**TEXT**
Student demand for apartments has risen in Helsinki
, meaning that more students–particularly new students and foreign research students–will be competing for privately-owned flats.

Responding to the demand, the student unions’ housing agency has set up a free service through which owners can rent to students.

Police have found the body of a missing Russian tourist in the Vuoksi river near Imatra in South-Eastern Finland. The 37-year-old tourist, who was staying at the Valtio hotel in Imatra with his parents, disappeared last Tuesday on a trip to photograph the local waterfall.

An extensive search conducted of the terrain and waterways was stopped on Thursday and the parents returned to Russia.

Young people spotted the body while fishing and alerted the police.

Prosecutors in Espoo have accused a social worker of aiding a kidnapping by advising a mother not to return her 9-year-old boy from Sweden to Finland.

The mother, a Finn, and the father, originally from Pakistan, were disputing custody of the child in the district courts when the mother requested to move to Sweden. The judge denied her request. Espoo social services paid for the move regardless and the social worker encouraged her to stay in Sweden.

According to readers of Iltalehti, ‘the will to try things out,’ ‘good positions,’ ‘back rubs,’ ‘abstinence,’ ‘role-playing,’ ‘the ability to give and receive pleasure,’ and ‘openness,’ are the keys to ‘better sex.’

Helsinki council is discussing an initiative demanding condoms be distributed to under twenty-fives for free over a trial period of three years, reported Helsingin Uutiset.

‘Condoms are expensive for young people, and they don’t often want to ask for money for them from their parents,” commented Doctor Eija Hiltunen-Back, a specialist in sexually-transmitted diseases.

70-80 customers arrive in the emergency section of a local std polyclinic per day, according to the article.

Police in Ahvenanmaa are looking for a ‘young man' who appeared in a video posted on YouTube showing the capture of a robber who attempted to steal a consignment of valuables.

The video, taken by a bystander, shows the man bend over the robber and attempt to speak to him.

Police say the man is not currently a suspect, but are asking that he come forward.

Dangerous diseases spread by ticks such as Borreliosis and Kumling disease (tick-borne viral encephalitis) can now be caught in central Lapland, according to Lapin Kansa.

**THE DATA**
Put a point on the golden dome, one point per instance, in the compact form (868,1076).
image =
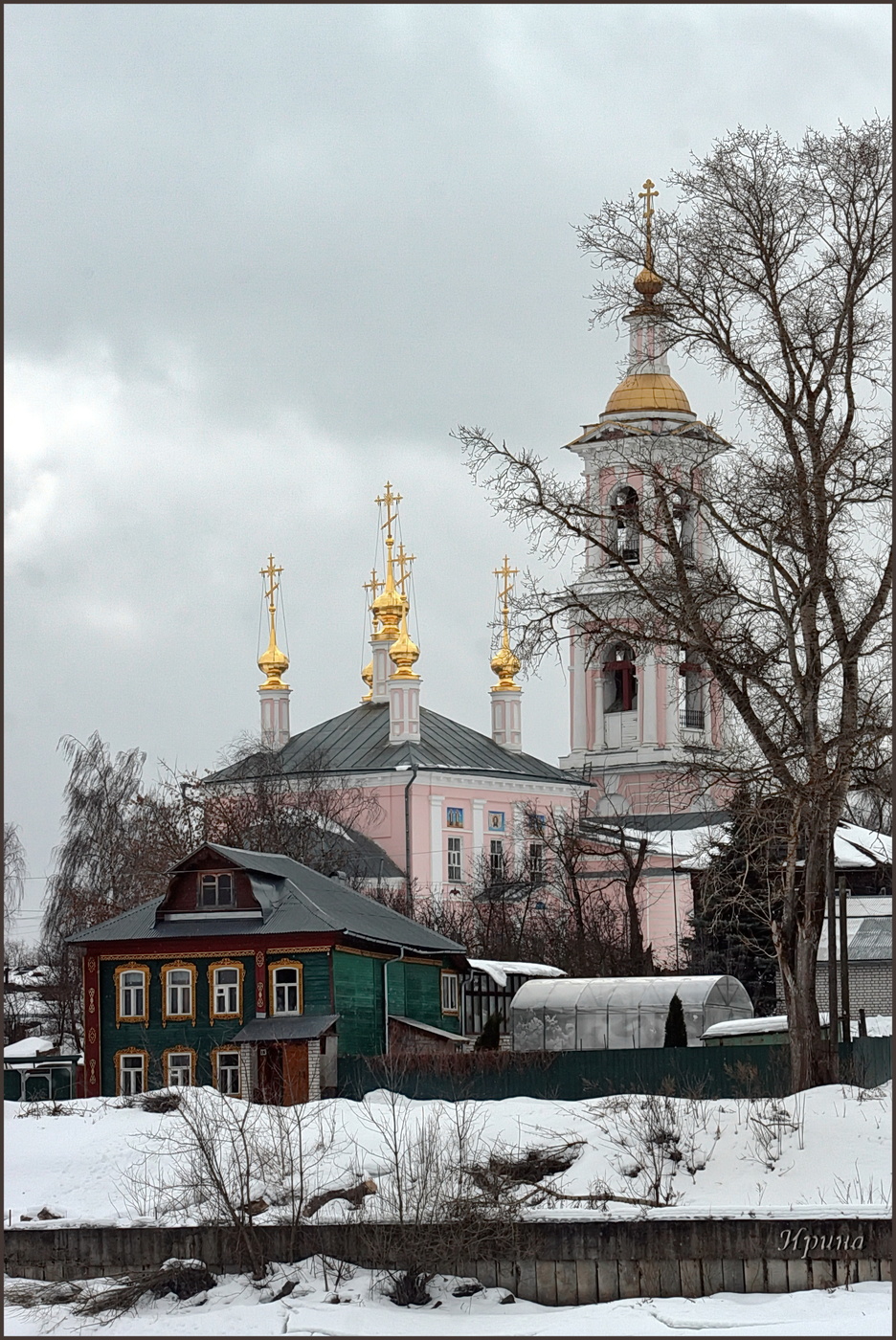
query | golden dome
(274,665)
(505,665)
(647,391)
(648,283)
(403,653)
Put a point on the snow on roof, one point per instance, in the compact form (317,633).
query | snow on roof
(29,1047)
(499,971)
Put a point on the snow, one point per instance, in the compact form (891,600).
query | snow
(879,1025)
(29,1047)
(237,1308)
(829,1155)
(499,969)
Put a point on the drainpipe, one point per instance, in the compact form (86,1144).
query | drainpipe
(403,767)
(401,955)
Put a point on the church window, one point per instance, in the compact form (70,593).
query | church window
(624,539)
(285,994)
(620,680)
(456,860)
(215,890)
(691,677)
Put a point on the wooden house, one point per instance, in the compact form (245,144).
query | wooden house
(251,973)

**WORK ORDER 1**
Decide whether each statement agrees with the Finnish news roundup. Answer yes or no for each, quoting the words of the roundup that decide it.
(a) The missing Russian tourist was staying at a hotel in Imatra with his parents.
(b) The judge allowed the mother to move to Sweden.
(c) The body in the Vuoksi river was found by the search team.
**WORK ORDER 2**
According to the Finnish news roundup, how long would the trial period for free condom distribution to under twenty-fives last?
**WORK ORDER 3**
Pick up the Finnish news roundup after its last sentence, the report on tick-borne diseases in central Lapland, and continue it.
The entries above are separate material and are not part of the Finnish news roundup.

**EXERCISE OUTPUT 1**
(a) Yes: "who was staying at the Valtio hotel in Imatra with his parents"
(b) No: "The judge denied her request."
(c) No: "Young people spotted the body while fishing and alerted the police."

**EXERCISE OUTPUT 2**
Three years.

**EXERCISE OUTPUT 3**
Traditionally, only island travellers have been warned about ticks, but due to increases in climate temperature, prevalence of the disease-carrying ticks has spread further north.

“The Lapland traveller can’t avoid the dangers any more,” stated the article.

Antti Alitalo, infectious diseases doctor at of the National Institute for Health and Welfare, stated that ‘there is no reason for hysteria,’ but that ‘if going to the doctor with vague, unidentified symptoms, that doctor will hopefully remember the possibility of tick diseases even if the patient hasn’t been in a ‘tick’ area.’

‘This is a new thing, that Lapland no longer provides any protection, and a tick bite can be got there too,” he continued.

It has been estimated that two percent of ticks carry Kumling and as many as half Borreliosis. The early symptoms of Borreliosis, or Lyme disease, include rashes and flu-like symptoms. Symptoms of Kumling disease include fever, malaise, stiff neck, encephalitis, and confusion.

According to insect researcher Juhani Itämies, the northernmost case of Borrelioisis has been recorded in Oulu.

Ex-Finnish prime minister and parliamentary speaker Paavo Lipponen has refused to take a position on speculation in which he has been suggested as a candidate for the next EU president.

Lipponen told news agency STT that he considered the recent statements ‘interesting,’ but didn’t comment much further, other than to say he supported the Treaty of Lisbon, which if ratified by all EU member states would change the EU constitution.

The British Financial Times has marked Lipponen twice as a possible for the EU presidency and recently stated that ‘political friends’ had approached Lipponen regarding the position, which he confirmed.

33 Finnish town centres now have pedestrian zones, report Iltasanomat. The number of pedestrian streets has increased considerably since the year 2000, and as many as a third were built during 2008. Of the twenty largest Finnish towns, only Seinäjoki does not have a pedestrian zone.